DATASET CONTENT Start Marker
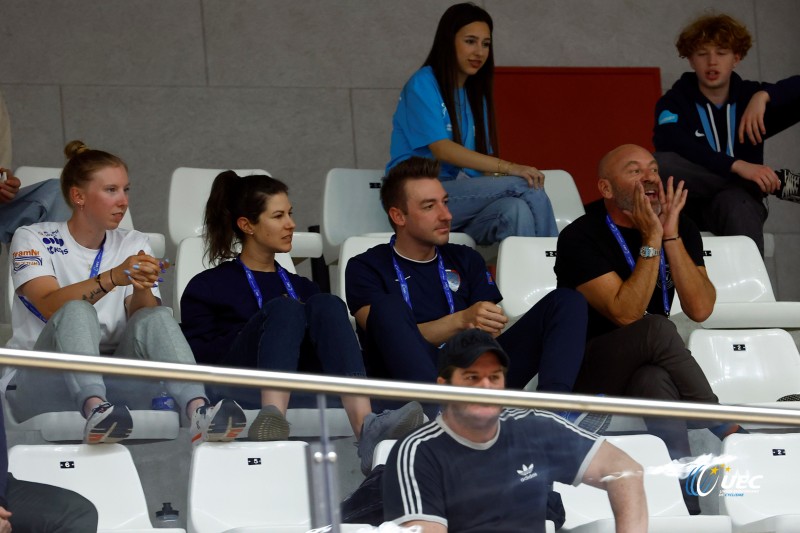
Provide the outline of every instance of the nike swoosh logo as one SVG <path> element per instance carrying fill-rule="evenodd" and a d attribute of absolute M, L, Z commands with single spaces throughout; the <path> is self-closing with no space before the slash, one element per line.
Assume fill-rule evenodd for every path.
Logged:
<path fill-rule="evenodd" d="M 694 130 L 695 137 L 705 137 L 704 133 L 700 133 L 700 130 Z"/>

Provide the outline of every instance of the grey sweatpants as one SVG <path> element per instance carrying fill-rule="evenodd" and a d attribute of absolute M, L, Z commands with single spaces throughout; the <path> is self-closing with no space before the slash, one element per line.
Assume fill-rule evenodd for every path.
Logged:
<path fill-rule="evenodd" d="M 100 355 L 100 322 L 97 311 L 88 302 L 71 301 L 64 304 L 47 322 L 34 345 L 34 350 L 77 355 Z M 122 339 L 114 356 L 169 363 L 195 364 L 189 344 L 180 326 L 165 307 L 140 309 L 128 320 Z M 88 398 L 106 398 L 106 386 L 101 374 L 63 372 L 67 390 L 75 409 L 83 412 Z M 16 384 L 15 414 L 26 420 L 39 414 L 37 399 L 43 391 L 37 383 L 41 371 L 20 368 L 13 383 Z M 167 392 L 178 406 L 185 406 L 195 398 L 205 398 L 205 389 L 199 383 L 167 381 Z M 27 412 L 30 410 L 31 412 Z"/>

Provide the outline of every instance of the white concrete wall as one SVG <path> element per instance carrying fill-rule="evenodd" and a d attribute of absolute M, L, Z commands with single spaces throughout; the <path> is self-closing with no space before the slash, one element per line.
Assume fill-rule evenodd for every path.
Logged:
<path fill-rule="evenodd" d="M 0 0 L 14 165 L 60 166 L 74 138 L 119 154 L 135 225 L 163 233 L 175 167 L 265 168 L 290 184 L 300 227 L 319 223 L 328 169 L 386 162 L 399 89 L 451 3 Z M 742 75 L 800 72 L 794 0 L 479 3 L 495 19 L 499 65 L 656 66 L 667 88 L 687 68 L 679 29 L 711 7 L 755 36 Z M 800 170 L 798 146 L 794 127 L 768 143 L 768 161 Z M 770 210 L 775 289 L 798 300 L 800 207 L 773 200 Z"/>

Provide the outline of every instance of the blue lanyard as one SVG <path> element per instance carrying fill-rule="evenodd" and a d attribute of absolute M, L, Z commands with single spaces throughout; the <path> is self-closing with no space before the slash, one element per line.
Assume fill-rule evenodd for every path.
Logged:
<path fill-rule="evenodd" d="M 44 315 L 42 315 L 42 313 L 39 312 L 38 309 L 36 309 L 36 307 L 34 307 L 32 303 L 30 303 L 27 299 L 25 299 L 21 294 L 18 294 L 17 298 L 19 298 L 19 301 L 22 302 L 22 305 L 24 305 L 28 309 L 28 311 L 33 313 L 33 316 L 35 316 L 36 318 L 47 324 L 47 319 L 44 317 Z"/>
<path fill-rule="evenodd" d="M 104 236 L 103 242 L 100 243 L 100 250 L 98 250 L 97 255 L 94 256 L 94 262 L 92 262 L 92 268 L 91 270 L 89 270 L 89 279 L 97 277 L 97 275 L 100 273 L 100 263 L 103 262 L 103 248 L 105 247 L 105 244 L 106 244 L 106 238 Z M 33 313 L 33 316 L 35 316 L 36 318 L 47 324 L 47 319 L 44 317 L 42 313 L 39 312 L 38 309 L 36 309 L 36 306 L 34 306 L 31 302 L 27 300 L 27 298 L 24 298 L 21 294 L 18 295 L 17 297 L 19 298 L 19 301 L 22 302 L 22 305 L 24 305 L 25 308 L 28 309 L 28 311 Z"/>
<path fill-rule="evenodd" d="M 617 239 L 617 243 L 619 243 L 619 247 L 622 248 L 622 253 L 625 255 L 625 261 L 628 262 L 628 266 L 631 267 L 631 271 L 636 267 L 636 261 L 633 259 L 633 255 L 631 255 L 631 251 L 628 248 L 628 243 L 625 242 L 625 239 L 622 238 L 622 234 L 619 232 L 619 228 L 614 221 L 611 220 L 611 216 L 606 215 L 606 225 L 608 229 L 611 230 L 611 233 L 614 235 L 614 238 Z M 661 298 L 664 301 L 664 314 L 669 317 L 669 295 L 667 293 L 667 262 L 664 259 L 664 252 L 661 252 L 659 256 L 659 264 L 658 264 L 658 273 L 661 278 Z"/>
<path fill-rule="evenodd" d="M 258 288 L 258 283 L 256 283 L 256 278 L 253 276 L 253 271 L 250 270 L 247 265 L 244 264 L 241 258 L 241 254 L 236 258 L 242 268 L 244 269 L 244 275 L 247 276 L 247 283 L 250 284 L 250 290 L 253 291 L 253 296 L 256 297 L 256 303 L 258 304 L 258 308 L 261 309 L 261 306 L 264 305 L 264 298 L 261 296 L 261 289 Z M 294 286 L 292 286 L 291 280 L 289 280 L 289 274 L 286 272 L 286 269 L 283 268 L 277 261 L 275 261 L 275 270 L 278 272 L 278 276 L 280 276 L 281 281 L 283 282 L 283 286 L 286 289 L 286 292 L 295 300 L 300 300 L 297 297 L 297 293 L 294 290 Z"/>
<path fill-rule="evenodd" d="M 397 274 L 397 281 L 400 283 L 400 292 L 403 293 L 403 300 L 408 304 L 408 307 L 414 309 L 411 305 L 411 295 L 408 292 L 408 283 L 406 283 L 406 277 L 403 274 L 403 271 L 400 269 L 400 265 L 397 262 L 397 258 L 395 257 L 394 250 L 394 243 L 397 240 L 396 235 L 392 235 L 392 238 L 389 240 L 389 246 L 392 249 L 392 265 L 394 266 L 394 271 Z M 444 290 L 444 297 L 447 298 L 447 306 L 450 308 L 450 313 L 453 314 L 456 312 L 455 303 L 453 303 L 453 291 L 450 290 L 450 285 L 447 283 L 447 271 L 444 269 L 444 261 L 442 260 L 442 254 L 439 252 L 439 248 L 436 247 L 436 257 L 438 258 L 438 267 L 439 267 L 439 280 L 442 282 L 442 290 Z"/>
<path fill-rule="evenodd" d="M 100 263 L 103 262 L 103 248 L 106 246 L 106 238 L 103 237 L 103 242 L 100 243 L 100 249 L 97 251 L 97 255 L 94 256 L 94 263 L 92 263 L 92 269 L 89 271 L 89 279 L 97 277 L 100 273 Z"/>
DATASET CONTENT End Marker
| TASK BRIEF |
Copy out all of the material exactly as written, without its pictures.

| WRITTEN SOLUTION |
Provide the outline of every instance of the nike swoosh logo as one SVG <path> element per instance carrying fill-rule="evenodd" and a d attribute of absolute M, L, Z commands with single spaces throughout; the <path> is self-closing with no space before the slash, one element per line.
Assume fill-rule evenodd for every path.
Logged:
<path fill-rule="evenodd" d="M 694 130 L 695 137 L 705 137 L 704 133 L 700 133 L 700 130 Z"/>

Provide the outline of every instance of the grey sweatpants as one SVG <path> element per instance carrying fill-rule="evenodd" and a d attribute of absolute M, L, Z commands with single spaces throughout; the <path> is self-closing with no space before the slash, one element per line.
Assume fill-rule evenodd for every path.
Logged:
<path fill-rule="evenodd" d="M 100 355 L 100 322 L 97 311 L 88 302 L 71 301 L 64 304 L 47 322 L 34 345 L 34 350 L 77 355 Z M 122 339 L 114 356 L 169 363 L 195 364 L 189 344 L 180 326 L 165 307 L 140 309 L 128 320 Z M 88 398 L 106 398 L 106 386 L 101 374 L 63 372 L 67 390 L 75 409 L 83 412 Z M 16 384 L 15 414 L 26 420 L 39 414 L 37 399 L 43 391 L 37 383 L 41 371 L 20 368 L 13 383 Z M 167 392 L 178 406 L 185 406 L 195 398 L 205 398 L 205 389 L 199 383 L 167 381 Z M 27 412 L 30 410 L 31 412 Z"/>

Provide the outline of every instance of the white concrete wall as one SVG <path> element per instance carrying fill-rule="evenodd" and a d attribute of absolute M, L, Z commands with single spaces throughout; the <path> is self-closing with no space before the slash, one element per line.
Assume fill-rule evenodd for every path.
Logged:
<path fill-rule="evenodd" d="M 0 0 L 14 165 L 60 166 L 74 138 L 119 154 L 135 225 L 163 233 L 175 167 L 265 168 L 290 184 L 300 227 L 319 223 L 328 169 L 386 162 L 399 89 L 451 3 Z M 742 75 L 800 72 L 794 0 L 479 3 L 495 19 L 499 65 L 656 66 L 667 88 L 687 68 L 679 29 L 711 7 L 755 36 Z M 800 170 L 798 146 L 794 127 L 768 143 L 768 161 Z M 770 210 L 775 289 L 798 300 L 800 207 L 773 200 Z"/>

Provide the outline of every instance of the blue lanyard as one SVG <path> element per instance carrying fill-rule="evenodd" and a d attribute of absolute M, L, Z commands with single spaces throughout; the <path> is self-closing with no space before the slash, one element per line.
Assume fill-rule evenodd for every path.
Logged:
<path fill-rule="evenodd" d="M 44 315 L 42 315 L 42 313 L 39 312 L 38 309 L 36 309 L 36 307 L 34 307 L 32 303 L 30 303 L 27 299 L 25 299 L 21 294 L 18 294 L 17 298 L 19 298 L 19 301 L 22 302 L 22 305 L 24 305 L 28 309 L 28 311 L 33 313 L 33 316 L 35 316 L 36 318 L 47 324 L 47 319 L 44 317 Z"/>
<path fill-rule="evenodd" d="M 104 236 L 103 242 L 100 243 L 100 250 L 98 250 L 97 255 L 94 256 L 94 262 L 92 262 L 92 268 L 91 270 L 89 270 L 89 279 L 97 277 L 97 275 L 100 273 L 100 263 L 103 262 L 103 248 L 105 247 L 105 244 L 106 244 L 106 238 Z M 33 313 L 33 316 L 35 316 L 36 318 L 47 324 L 47 319 L 44 317 L 42 313 L 39 312 L 38 309 L 36 309 L 36 306 L 34 306 L 31 302 L 27 300 L 27 298 L 24 298 L 21 294 L 18 295 L 17 297 L 19 298 L 19 301 L 22 302 L 22 305 L 24 305 L 25 308 L 28 309 L 28 311 Z"/>
<path fill-rule="evenodd" d="M 617 239 L 617 243 L 619 243 L 619 247 L 622 248 L 622 253 L 625 255 L 625 261 L 628 262 L 628 266 L 631 267 L 631 271 L 636 267 L 636 261 L 633 259 L 633 255 L 631 255 L 631 251 L 628 248 L 628 243 L 625 242 L 625 239 L 622 238 L 622 234 L 619 232 L 619 228 L 614 221 L 611 220 L 611 216 L 606 215 L 606 225 L 608 229 L 611 230 L 611 233 L 614 235 L 614 238 Z M 661 298 L 664 301 L 664 314 L 669 317 L 669 295 L 667 293 L 667 262 L 664 259 L 664 252 L 661 252 L 659 256 L 659 264 L 658 264 L 658 273 L 661 278 Z"/>
<path fill-rule="evenodd" d="M 258 288 L 258 283 L 256 283 L 256 278 L 253 276 L 253 271 L 250 270 L 247 265 L 244 264 L 241 258 L 241 254 L 236 258 L 242 268 L 244 269 L 244 275 L 247 276 L 247 283 L 250 284 L 250 290 L 253 291 L 253 296 L 256 297 L 256 303 L 258 304 L 258 308 L 261 309 L 261 306 L 264 305 L 264 298 L 261 296 L 261 289 Z M 294 286 L 292 286 L 291 280 L 289 280 L 289 274 L 286 272 L 286 269 L 283 268 L 277 261 L 275 261 L 275 270 L 278 272 L 278 276 L 280 276 L 281 281 L 283 282 L 283 286 L 286 289 L 286 292 L 295 300 L 300 300 L 297 297 L 297 293 L 294 290 Z"/>
<path fill-rule="evenodd" d="M 397 274 L 397 281 L 400 283 L 400 292 L 403 293 L 403 300 L 408 304 L 408 307 L 414 309 L 411 305 L 411 295 L 408 292 L 408 283 L 406 283 L 406 277 L 403 274 L 403 271 L 400 269 L 400 265 L 397 262 L 397 258 L 395 257 L 394 250 L 394 243 L 397 240 L 396 235 L 392 235 L 392 238 L 389 240 L 389 246 L 392 249 L 392 265 L 394 266 L 394 271 Z M 444 290 L 444 297 L 447 298 L 447 306 L 450 308 L 450 313 L 453 314 L 456 312 L 455 303 L 453 303 L 453 291 L 450 290 L 450 285 L 447 283 L 447 271 L 444 269 L 444 261 L 442 260 L 442 254 L 439 252 L 439 248 L 436 247 L 436 257 L 438 258 L 438 267 L 439 267 L 439 280 L 442 282 L 442 290 Z"/>
<path fill-rule="evenodd" d="M 100 263 L 103 262 L 103 248 L 106 246 L 106 238 L 103 237 L 103 242 L 100 243 L 100 249 L 97 251 L 97 255 L 94 256 L 94 263 L 92 263 L 92 269 L 89 271 L 89 279 L 97 277 L 100 273 Z"/>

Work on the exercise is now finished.